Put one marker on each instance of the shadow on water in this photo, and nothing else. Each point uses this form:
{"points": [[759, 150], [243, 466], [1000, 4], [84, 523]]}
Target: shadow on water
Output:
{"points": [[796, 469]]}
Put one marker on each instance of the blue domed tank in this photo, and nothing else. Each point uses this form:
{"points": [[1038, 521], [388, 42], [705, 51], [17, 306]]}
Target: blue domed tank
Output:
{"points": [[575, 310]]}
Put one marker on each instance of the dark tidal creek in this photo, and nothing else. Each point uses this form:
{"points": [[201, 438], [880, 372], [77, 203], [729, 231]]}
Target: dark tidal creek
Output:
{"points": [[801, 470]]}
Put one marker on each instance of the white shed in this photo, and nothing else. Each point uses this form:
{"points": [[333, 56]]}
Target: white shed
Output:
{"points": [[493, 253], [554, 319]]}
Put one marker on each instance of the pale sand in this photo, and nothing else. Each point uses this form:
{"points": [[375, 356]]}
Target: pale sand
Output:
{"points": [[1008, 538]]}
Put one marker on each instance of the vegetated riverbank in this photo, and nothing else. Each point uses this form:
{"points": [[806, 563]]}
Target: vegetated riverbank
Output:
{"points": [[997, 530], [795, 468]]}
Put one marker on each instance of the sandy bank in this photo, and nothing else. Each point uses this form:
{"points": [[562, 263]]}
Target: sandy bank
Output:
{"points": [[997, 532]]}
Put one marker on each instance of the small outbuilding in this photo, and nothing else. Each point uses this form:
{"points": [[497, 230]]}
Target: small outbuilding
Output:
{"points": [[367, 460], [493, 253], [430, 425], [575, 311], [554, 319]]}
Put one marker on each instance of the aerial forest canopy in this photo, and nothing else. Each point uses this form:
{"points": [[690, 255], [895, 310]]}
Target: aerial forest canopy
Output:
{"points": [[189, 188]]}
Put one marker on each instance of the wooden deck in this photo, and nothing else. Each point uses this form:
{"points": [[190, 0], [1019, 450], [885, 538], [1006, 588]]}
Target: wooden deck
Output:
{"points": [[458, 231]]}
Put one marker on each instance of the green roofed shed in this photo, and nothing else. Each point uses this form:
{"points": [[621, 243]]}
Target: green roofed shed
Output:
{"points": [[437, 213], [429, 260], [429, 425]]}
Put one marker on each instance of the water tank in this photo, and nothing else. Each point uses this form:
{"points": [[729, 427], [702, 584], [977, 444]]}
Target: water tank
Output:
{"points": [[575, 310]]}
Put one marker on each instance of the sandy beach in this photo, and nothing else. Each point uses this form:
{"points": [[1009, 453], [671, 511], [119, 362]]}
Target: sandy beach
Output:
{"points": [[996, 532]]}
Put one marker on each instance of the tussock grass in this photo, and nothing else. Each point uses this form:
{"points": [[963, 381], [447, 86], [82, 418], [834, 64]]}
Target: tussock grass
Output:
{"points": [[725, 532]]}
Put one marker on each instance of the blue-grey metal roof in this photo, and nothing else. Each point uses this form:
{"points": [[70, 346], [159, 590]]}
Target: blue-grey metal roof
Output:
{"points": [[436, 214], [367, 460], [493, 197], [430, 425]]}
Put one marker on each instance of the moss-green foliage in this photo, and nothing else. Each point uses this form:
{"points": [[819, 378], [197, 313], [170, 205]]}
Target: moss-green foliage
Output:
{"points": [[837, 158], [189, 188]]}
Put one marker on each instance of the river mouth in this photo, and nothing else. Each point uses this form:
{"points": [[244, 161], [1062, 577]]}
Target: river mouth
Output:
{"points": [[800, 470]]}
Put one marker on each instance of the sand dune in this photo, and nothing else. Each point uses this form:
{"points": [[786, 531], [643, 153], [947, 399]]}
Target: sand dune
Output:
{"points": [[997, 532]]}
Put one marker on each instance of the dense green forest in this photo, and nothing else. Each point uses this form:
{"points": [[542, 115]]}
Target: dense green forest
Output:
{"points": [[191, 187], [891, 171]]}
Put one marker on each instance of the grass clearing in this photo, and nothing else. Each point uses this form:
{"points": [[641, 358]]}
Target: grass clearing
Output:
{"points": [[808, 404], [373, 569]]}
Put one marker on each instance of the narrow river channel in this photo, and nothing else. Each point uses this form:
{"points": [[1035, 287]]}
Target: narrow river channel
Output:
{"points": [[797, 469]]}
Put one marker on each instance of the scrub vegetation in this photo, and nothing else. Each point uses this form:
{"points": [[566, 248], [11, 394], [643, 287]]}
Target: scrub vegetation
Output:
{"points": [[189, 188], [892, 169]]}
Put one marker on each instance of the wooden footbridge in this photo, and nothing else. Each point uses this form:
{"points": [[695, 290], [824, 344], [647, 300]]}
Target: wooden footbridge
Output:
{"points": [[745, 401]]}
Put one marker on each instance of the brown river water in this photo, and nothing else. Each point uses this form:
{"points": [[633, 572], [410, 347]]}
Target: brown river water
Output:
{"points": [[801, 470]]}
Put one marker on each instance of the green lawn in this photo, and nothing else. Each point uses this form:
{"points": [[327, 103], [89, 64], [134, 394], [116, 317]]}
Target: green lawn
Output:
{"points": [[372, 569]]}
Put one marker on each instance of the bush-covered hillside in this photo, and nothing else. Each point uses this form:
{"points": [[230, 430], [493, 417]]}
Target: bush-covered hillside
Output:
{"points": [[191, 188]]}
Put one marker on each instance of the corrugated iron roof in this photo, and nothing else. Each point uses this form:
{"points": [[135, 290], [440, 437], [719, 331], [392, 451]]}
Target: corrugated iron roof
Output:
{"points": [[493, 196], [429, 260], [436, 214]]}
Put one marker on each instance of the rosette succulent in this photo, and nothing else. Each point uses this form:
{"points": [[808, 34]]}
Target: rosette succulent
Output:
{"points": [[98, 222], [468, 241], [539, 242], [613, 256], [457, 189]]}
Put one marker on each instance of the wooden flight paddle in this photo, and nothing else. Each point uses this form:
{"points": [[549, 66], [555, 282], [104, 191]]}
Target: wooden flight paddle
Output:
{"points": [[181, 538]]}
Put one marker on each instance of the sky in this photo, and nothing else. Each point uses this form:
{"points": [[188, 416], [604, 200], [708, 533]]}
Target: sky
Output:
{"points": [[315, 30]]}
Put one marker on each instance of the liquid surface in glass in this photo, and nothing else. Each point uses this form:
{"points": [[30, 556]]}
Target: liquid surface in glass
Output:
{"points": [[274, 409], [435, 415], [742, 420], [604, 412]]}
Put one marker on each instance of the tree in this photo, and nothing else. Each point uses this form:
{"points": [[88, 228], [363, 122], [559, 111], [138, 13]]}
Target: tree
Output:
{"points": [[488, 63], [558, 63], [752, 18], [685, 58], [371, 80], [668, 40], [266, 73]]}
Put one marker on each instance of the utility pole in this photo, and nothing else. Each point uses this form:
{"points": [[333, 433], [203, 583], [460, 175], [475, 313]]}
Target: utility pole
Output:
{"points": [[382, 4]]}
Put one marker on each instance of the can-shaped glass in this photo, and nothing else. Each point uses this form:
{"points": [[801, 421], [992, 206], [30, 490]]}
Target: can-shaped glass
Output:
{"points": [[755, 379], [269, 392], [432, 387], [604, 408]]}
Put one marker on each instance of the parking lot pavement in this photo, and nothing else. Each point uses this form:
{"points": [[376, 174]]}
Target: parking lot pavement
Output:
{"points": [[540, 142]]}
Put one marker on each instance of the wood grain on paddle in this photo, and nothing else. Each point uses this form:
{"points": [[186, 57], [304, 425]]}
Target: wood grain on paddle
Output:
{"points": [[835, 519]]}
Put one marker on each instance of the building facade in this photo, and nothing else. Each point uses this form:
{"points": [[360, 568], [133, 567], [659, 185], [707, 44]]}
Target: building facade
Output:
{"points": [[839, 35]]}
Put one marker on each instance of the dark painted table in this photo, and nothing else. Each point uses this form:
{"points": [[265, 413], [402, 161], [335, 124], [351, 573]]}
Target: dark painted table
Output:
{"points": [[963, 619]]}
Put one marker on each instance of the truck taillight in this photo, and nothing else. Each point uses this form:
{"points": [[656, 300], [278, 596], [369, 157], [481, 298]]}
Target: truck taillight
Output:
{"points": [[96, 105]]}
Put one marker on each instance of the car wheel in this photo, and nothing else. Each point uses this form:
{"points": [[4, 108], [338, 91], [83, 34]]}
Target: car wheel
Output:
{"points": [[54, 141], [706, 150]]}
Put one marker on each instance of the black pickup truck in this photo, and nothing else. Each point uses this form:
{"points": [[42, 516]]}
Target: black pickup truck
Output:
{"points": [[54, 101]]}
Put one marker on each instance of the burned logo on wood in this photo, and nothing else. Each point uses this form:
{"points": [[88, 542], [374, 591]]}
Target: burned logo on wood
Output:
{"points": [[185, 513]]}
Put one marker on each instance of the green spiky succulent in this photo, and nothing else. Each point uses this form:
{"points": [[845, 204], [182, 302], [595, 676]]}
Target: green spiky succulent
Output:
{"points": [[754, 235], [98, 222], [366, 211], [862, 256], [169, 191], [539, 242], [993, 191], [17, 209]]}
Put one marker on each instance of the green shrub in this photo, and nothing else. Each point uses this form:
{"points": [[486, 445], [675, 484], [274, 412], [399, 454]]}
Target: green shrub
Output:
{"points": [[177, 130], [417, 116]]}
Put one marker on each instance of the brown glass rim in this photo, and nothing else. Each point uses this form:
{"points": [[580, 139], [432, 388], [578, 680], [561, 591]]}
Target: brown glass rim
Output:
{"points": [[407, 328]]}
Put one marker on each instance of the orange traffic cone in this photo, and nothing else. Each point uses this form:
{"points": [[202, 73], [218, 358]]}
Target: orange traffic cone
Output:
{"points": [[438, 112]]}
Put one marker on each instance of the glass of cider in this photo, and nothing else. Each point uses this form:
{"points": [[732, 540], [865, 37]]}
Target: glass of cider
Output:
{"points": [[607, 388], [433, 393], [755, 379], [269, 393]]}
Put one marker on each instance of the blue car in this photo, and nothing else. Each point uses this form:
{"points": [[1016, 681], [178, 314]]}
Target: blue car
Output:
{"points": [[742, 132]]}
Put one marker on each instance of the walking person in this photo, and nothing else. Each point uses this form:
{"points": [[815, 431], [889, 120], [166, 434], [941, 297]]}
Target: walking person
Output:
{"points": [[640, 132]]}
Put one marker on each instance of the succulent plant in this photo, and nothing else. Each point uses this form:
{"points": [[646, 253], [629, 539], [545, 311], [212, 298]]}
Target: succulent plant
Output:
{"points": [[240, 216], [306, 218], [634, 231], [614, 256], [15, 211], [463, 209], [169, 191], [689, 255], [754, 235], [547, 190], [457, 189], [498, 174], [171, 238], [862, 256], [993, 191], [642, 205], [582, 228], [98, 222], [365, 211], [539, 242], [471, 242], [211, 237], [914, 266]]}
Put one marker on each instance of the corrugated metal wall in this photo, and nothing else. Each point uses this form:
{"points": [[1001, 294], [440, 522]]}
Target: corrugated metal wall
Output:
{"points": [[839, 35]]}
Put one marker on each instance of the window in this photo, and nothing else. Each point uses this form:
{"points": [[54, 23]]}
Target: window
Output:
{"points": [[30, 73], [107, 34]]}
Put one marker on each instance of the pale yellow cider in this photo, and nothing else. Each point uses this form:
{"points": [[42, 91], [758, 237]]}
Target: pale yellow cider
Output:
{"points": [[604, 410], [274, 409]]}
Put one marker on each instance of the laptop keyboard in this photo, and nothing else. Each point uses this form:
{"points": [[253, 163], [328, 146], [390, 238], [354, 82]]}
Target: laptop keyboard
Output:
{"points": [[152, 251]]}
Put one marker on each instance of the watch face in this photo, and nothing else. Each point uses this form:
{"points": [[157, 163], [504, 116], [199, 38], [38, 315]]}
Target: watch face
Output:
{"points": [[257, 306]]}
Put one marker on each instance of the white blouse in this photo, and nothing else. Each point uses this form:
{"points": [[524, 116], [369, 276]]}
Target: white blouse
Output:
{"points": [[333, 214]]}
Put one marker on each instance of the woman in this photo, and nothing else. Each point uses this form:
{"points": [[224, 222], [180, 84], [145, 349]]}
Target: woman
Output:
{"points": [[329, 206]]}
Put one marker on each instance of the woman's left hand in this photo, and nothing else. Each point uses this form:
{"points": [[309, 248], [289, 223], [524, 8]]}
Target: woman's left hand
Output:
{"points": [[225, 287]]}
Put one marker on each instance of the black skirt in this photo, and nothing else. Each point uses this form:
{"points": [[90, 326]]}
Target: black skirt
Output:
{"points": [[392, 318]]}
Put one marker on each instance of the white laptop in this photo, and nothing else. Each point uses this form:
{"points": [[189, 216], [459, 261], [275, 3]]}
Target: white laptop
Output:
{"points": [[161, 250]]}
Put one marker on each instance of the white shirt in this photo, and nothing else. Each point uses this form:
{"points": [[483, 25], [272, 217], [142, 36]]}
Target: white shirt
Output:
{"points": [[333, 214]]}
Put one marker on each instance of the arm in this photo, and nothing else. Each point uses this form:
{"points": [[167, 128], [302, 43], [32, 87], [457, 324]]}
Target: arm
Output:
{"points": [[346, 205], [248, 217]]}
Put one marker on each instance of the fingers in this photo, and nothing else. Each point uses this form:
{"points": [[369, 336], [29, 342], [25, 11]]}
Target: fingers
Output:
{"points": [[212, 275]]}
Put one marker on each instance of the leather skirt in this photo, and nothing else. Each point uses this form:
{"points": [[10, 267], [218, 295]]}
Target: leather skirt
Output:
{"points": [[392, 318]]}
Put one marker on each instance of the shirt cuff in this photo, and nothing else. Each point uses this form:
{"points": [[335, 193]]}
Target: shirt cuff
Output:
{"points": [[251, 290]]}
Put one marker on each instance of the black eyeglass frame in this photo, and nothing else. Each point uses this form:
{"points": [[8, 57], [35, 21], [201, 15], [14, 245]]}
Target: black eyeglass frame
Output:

+===+

Show the lines of the records that include the string "blouse".

Put one marker on each instance of the white blouse in this photo, and nothing else. Each point uses this form:
Target: white blouse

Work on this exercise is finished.